Records for processing:
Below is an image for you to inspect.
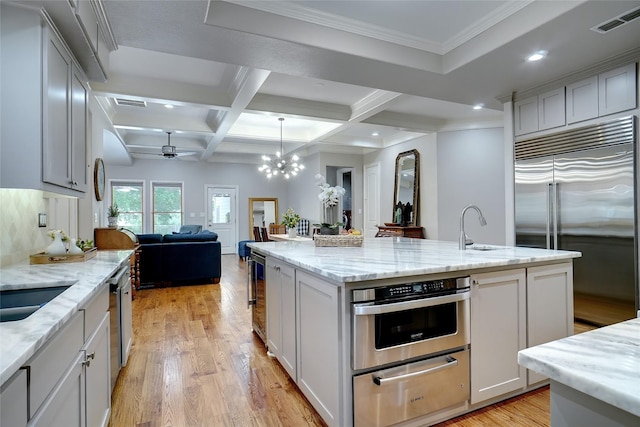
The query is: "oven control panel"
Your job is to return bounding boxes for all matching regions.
[353,277,470,303]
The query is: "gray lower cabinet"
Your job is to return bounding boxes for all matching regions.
[0,369,28,427]
[266,259,296,379]
[470,269,527,404]
[25,283,110,427]
[296,271,341,427]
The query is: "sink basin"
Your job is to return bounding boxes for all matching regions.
[0,285,71,322]
[470,245,501,251]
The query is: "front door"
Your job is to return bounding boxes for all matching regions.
[206,186,237,254]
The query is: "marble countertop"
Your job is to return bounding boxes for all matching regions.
[518,317,640,417]
[0,250,133,385]
[248,238,580,283]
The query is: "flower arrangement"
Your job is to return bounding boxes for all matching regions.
[281,208,301,229]
[47,229,69,242]
[314,174,345,232]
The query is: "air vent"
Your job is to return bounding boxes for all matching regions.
[591,6,640,33]
[114,98,147,107]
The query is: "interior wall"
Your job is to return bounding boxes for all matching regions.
[436,127,506,245]
[107,159,289,241]
[364,135,438,239]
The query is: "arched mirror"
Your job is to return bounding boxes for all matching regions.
[393,149,420,226]
[249,198,278,237]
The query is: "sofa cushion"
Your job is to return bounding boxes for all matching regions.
[137,233,163,244]
[162,232,218,243]
[178,224,202,234]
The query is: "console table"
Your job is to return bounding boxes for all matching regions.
[375,225,424,239]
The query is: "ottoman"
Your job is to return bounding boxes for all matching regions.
[238,240,254,260]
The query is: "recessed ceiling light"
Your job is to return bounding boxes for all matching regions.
[527,50,547,62]
[372,132,379,136]
[164,104,174,109]
[473,104,483,110]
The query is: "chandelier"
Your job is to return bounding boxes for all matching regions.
[259,118,305,179]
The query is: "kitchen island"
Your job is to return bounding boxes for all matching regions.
[0,250,133,427]
[248,237,581,426]
[518,317,640,427]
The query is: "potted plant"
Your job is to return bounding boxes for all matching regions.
[314,174,345,235]
[281,208,301,238]
[107,204,120,228]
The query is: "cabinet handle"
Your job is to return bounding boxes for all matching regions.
[82,352,95,367]
[87,352,95,360]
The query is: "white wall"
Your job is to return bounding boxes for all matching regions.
[436,127,506,245]
[107,159,290,241]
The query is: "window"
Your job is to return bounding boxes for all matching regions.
[111,182,144,234]
[153,182,183,234]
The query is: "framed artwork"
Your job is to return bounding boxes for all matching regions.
[94,158,105,201]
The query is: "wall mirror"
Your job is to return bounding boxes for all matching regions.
[249,198,278,237]
[393,149,420,226]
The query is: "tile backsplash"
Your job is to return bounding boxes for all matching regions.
[0,189,50,266]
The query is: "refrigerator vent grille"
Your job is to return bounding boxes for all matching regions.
[515,116,635,160]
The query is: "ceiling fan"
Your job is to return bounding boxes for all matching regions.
[159,131,196,159]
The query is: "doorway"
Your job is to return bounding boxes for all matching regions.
[336,168,353,230]
[205,185,238,254]
[363,162,380,238]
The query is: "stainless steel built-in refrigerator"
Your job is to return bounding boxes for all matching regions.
[515,116,638,326]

Work instruction: Please keep every line of the data the same when you reproduce it, and keep every picture out.

Task answer:
Below is an image for you to inspect.
The query is: "oven control panel"
Your job is to return bounding boxes for all matching regions.
[353,277,470,303]
The query is: "gray lower cabinet"
Your job is to return bounding boxes for all matching regions.
[0,369,28,427]
[266,259,296,379]
[470,269,527,404]
[25,283,110,427]
[296,271,341,427]
The query is: "sink basin"
Your job is to return bounding boxes for all matching regions.
[0,285,71,322]
[470,245,501,251]
The query is: "front door"
Your job is to return bounding boxes for all matching regions.
[206,186,237,254]
The query is: "marble countertop"
Your job is to return bounding boxes for all matching regions.
[518,317,640,417]
[0,250,133,385]
[248,238,580,283]
The query is: "flower arrangement"
Your job is to return bounding boxes for all matching regions.
[281,208,301,229]
[47,229,69,242]
[314,174,345,232]
The query is: "air vent"
Your job is to return bounding boxes for all matching regions.
[591,6,640,33]
[114,98,147,107]
The query is: "interior wall"
Your job is to return bounding boxes for all matching regions.
[436,127,506,245]
[107,159,289,241]
[364,135,438,239]
The query is: "arched mirror"
Your job is to return bounding boxes for all matching regions.
[393,149,420,226]
[249,198,278,237]
The query is: "sofa cushion"
Your job is to return bounding boxes for all matching regions.
[137,233,163,244]
[162,232,218,243]
[178,224,202,234]
The query is: "console table"
Your job is to return bounding boxes for all matching regions.
[375,225,424,239]
The query is: "ottoman"
Your job is to return bounding boxes for all matching regions.
[238,240,254,260]
The query is: "recessed ceiling light"
Your job is to return bounding boxes for all matching regions.
[527,50,547,62]
[372,132,379,136]
[164,104,174,109]
[473,104,483,110]
The query is: "chandelier"
Your job is to return bounding boxes for all matching regions.
[259,118,305,179]
The query is: "kitchen island"
Your job is to return bounding boxes for all matching regions.
[0,250,133,427]
[248,237,581,426]
[518,317,640,427]
The query is: "potted plant"
Your job is to return bounding boxes for all matching regions.
[314,174,345,235]
[281,208,301,238]
[107,204,120,228]
The query is: "cabinet handle"
Your job is to return bounding boxes for all matching regions.
[82,352,95,367]
[87,352,95,360]
The query is: "white wall"
Your job is to return bounding boxes for all matching regions.
[436,127,506,245]
[107,159,290,241]
The query is: "window"
Your job is to return bounding boxes for all matching regions.
[111,182,144,234]
[153,182,183,234]
The query is: "framed artwork"
Your job is to return bounding boxes for all matching regions.
[94,158,105,201]
The query is: "wall mirror"
Your job is to return bounding boxes for all matching regions.
[249,198,278,237]
[393,149,420,226]
The query is: "tile backsplash"
Your job is to return bounding boxes for all matching regions.
[0,189,50,266]
The query is: "refrigerator vent grille"
Your job is to return bounding boxes for all matching regions.
[515,116,635,160]
The query is: "ceiling fan"
Your job is to return bounding boxes for all matching regions.
[159,131,196,159]
The query is: "doorway"
Your job is to return bounding boxes for all matching regions.
[336,168,353,230]
[205,185,238,254]
[363,162,380,238]
The query is: "stainless steel built-in refrigerator"
Your job is to return bounding boxes for all matching regions.
[515,116,638,326]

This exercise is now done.